— KUTIPAN BACAAN —
LINGGA – Ketua DPRD Kabupaten Lingga, Maya Sari, menyebut kunjungan kerja Menteri Koordinator Bidang Hukum, Hak Asasi Manusia, Imigrasi, dan Pemasyarakatan (Menko Kumham Imipas) Republik Indonesia, Prof. Dr. Yusril Ihza Mahendra, ke Daik Lingga bukan sekadar agenda birokrasi, melainkan “ziarah sejarah yang menghidupkan kembali jati diri Melayu.”
“Kehadiran Pak Yusril ini bukan sekadar kunjungan pejabat, tapi perjalanan pulang ke akar budaya. Ia datang bukan membawa protokol, tapi membawa ingatan tentang kejayaan dan marwah Melayu,” ujar Maya Sari di sela penyambutan di Pelabuhan Tanjung Buton, Daik Lingga, Senin (27/10/2025).
Rombongan Yusril tiba sekitar pukul 16.10 WIB menggunakan kapal Fery Oceana Dragon 7, disambut upacara adat Melayu lengkap silat penyambutan dan pemasangan tanjak di kepala sang menteri, simbol kehormatan tertinggi dalam tradisi Lingga.
Barisan Forkopimda Kabupaten Lingga, Bupati Muhammad Nizar, Wakil Bupati Novrizal, serta jajaran TNI, Polri, Satpol PP, dan Damkar turut menyambut dengan penuh khidmat.
Maya Sari menyebut prosesi tersebut sebagai “penerimaan dengan rasa, bukan hanya seremonial”.
“Ini tanah yang melahirkan bahasa persatuan Indonesia. Maka siapa pun yang datang ke Lingga, sejatinya datang ke rahim kebangsaan kita,” tambahnya.
Langkah Politik yang Menyentuh Tanah Leluhur
Usai penyambutan, Menko Yusril dan rombongan melaksanakan salat Ashar di Masjid Jami Sultan Lingga, kemudian menziarahi Makam Sultan Mahmud Riayat Syah, pahlawan nasional yang dikenal sebagai simbol keberanian dan kebijaksanaan Melayu.
Kunjungan dilanjutkan ke Makam Bukit Cengkeh dan Museum Linggam Cahaya, tempat Yusril meninjau langsung ribuan koleksi peninggalan Kesultanan Riau-Lingga mulai dari meriam kuno hingga mata uang kerajaan.
Di sela kunjungan, pemerhati sejarah dan budaya Lingga, Lazuardi, memperkenalkan berbagai artefak kepada Yusril.
“Kami tunjukkan naskah lama, uang kerajaan, meriam, dan sejarah yang jarang disentuh generasi muda. Semoga kunjungan ini menghidupkan kembali minat pada akar budaya,” ujarnya.
Anak-anak setempat juga menampilkan permainan Gasing Lingga, disambut tawa ringan sang menteri momen kecil yang mempertemukan sejarah, rakyat, dan pejabat dalam satu putaran budaya yang hidup.

— BAHAN KERJA —

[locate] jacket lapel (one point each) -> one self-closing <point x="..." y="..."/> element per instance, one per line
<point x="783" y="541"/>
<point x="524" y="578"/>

— DAFTAR TUGAS —
1. Tentukan apakah setiap pernyataan berikut sesuai dengan berita kunjungan ke Daik Lingga. Jawab ya atau tidak, lalu kutip kata-kata berita yang menjadi penentunya.
(a) Rombongan Menko Yusril tiba di Daik Lingga dengan kapal Fery Oceana Dragon 7.
(b) Menko Yusril melaksanakan salat Ashar di Museum Linggam Cahaya.
(c) Lazuardi adalah Bupati Kabupaten Lingga.
2. Teruskan berita kunjungan ke Daik Lingga dengan beberapa kalimat yang menyambung langsung setelah kalimat terakhirnya.

— DAFTAR JAWABAN —
1.
(a) Ya. "Rombongan Yusril tiba sekitar pukul 16.10 WIB menggunakan kapal Fery Oceana Dragon 7"
(b) Tidak. "melaksanakan salat Ashar di Masjid Jami Sultan Lingga"
(c) Tidak. "pemerhati sejarah dan budaya Lingga, Lazuardi"

2.
Pulau Penyengat dan Jejak Darah Melayu
Sebelum tiba di Lingga, Yusril lebih dulu mengunjungi Pulau Penyengat, pusat tamadun Melayu dan tempat jejak leluhurnya bermula. Ia berziarah ke Makam Raja Ali Haji, penulis Gurindam Dua Belas, serta Raja Haji Fisabilillah, pahlawan nasional yang gugur melawan Belanda pada abad ke-18.
“Alhamdulillah, saya sangat bersyukur bisa kembali ke Pulau Penyengat. Ini bukan sekadar kunjungan kerja, tapi perjalanan batin menelusuri nilai-nilai kebijaksanaan leluhur,” ujar Yusril dalam keterangan resminya.
Gubernur Kepulauan Riau, H. Ansar Ahmad, S.E., M.M., menyebut kedatangan Yusril sebagai “silaturahmi sejarah yang mempertemukan masa lalu dan masa kini.”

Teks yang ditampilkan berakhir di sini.